# BMW 5 Series E60 - Headlights cleaning



## salmanhamid (May 10, 2010)

Hi there 

Applologies if I am posting this to the wrong area, I have a BMW 5 Series late 2006 with Bixenons headlights, and because of the motorway mileage my headlights are bit hazy and cloudy now, I tried several forums to search for a product that I can use on my headlights(Transparent plastic NOT glass) to clean them properly but could not find any appropriate product. 

As I am not a DIY person, so I would avoid sanding the headlights as most probably I am going to create a mess. So is there any product out there designed specifically for this purpose?

Thanks a million in advance.

Salman


----------



## Beancounter (Aug 31, 2006)

As a first port of call, you could try the Meguiar's Plast-x which you can pick up from Halfords.
See how that gets on, then decide if you want to attack them further.


----------



## jimmy_b_84 (Jan 11, 2009)

i used megs #205 on a finishing pad on my focus lights, worked very well.

Try some clay on them first


----------



## ALANSHR (Jun 29, 2007)

Check this out, I have looked for another thread that had at least 3 examples of correction on both glass and plastic headlights but struggling to find it, you could look though if this one does not do enough for you?

Information provided »
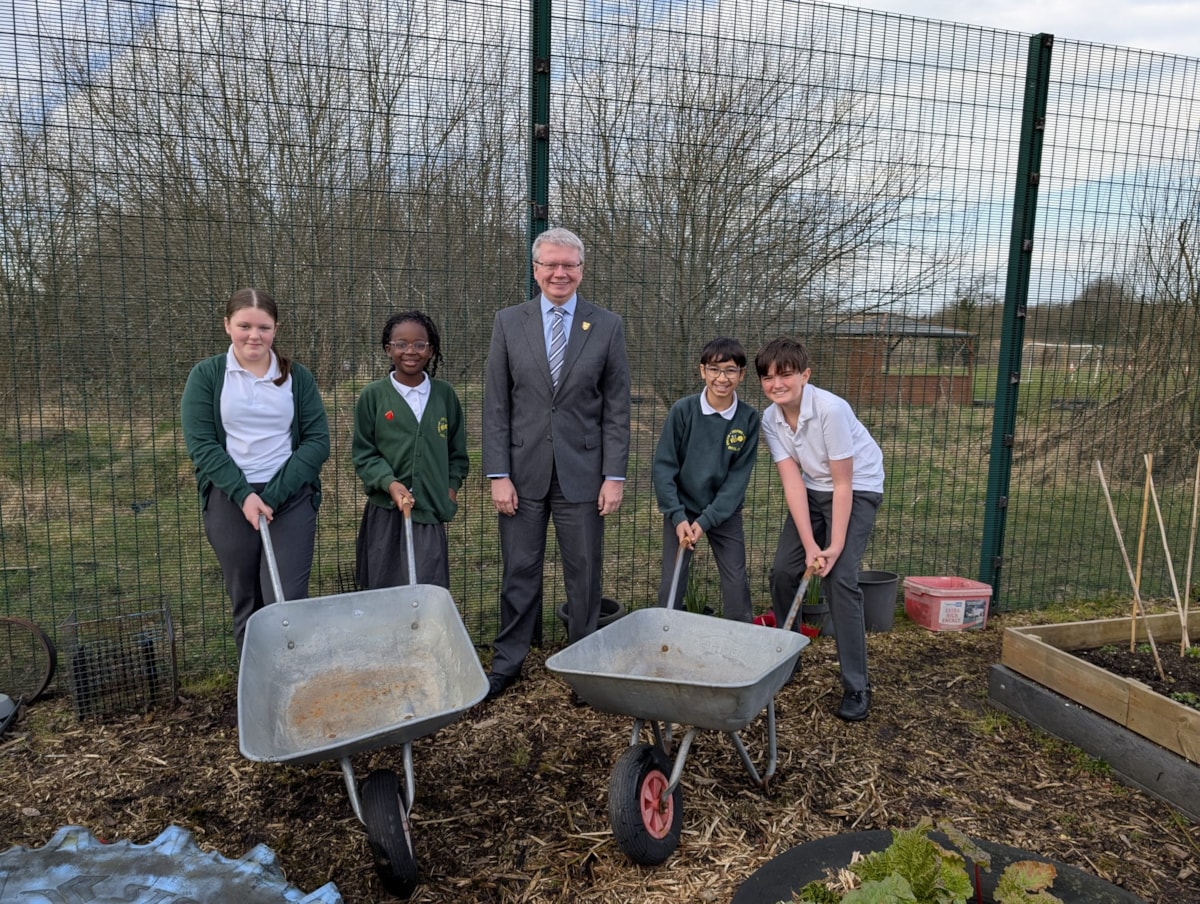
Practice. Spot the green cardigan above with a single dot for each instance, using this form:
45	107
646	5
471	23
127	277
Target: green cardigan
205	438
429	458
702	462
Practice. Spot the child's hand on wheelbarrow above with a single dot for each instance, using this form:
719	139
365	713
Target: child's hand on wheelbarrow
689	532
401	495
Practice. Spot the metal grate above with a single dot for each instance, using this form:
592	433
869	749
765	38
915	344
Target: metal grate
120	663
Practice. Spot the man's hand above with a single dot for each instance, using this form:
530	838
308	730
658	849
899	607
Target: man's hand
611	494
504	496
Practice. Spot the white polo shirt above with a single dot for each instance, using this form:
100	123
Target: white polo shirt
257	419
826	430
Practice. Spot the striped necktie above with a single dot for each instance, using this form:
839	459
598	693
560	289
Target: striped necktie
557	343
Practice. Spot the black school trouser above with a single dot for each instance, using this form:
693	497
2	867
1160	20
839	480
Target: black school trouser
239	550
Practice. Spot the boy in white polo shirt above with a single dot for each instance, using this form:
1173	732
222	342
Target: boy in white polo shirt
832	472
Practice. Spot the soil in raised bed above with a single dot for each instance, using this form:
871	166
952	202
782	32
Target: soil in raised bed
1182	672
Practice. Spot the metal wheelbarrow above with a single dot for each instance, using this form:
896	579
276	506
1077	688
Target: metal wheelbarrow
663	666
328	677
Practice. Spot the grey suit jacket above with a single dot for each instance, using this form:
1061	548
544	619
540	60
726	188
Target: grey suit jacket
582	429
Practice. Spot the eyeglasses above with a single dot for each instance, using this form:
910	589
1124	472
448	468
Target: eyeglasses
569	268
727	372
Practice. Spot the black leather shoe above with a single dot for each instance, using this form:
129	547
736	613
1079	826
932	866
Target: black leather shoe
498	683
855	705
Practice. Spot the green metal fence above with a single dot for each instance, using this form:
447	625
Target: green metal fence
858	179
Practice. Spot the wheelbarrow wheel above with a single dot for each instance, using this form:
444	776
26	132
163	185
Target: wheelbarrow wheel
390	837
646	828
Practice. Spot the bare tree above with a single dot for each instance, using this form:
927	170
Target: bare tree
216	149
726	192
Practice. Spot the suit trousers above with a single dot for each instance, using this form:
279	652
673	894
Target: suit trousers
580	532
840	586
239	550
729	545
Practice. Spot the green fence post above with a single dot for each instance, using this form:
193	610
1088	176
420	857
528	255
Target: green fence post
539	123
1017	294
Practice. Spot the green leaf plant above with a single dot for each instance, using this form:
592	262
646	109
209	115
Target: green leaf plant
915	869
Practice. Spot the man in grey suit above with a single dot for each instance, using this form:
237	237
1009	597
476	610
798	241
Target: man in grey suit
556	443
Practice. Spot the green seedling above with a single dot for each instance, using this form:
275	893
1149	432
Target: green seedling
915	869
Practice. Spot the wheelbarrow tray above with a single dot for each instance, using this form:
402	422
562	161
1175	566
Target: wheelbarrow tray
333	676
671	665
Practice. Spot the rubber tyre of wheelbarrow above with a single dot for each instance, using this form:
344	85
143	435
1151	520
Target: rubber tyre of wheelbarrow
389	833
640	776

Written tasks »
1 - In the headlight-cleaning thread, rewrite the passage that begins at the words "# BMW 5 Series" and stops after "million in advance.", replacing "motorway" with "highway".
2 - List the usernames of every poster in the headlight-cleaning thread.
The records were drawn from a separate source unrelated to the text.

Complete answers »
1 -
# BMW 5 Series E60 - Headlights cleaning



## salmanhamid (May 10, 2010)

Hi there 

Applologies if I am posting this to the wrong area, I have a BMW 5 Series late 2006 with Bixenons headlights, and because of the highway mileage my headlights are bit hazy and cloudy now, I tried several forums to search for a product that I can use on my headlights(Transparent plastic NOT glass) to clean them properly but could not find any appropriate product. 

As I am not a DIY person, so I would avoid sanding the headlights as most probably I am going to create a mess. So is there any product out there designed specifically for this purpose?

Thanks a million in advance.

2 - salmanhamid, Beancounter, jimmy_b_84, ALANSHR